What is required: Within the entries below, find each line containing the word "wall" and copy it.

Extracted records:
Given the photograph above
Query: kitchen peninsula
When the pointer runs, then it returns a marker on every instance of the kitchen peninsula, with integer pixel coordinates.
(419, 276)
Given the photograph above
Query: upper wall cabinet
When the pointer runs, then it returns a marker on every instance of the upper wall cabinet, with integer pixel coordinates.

Written answer:
Query: upper wall cabinet
When the pointer runs, then it returns a marker on every instance of the upper wall cabinet, with integer pixel coordinates.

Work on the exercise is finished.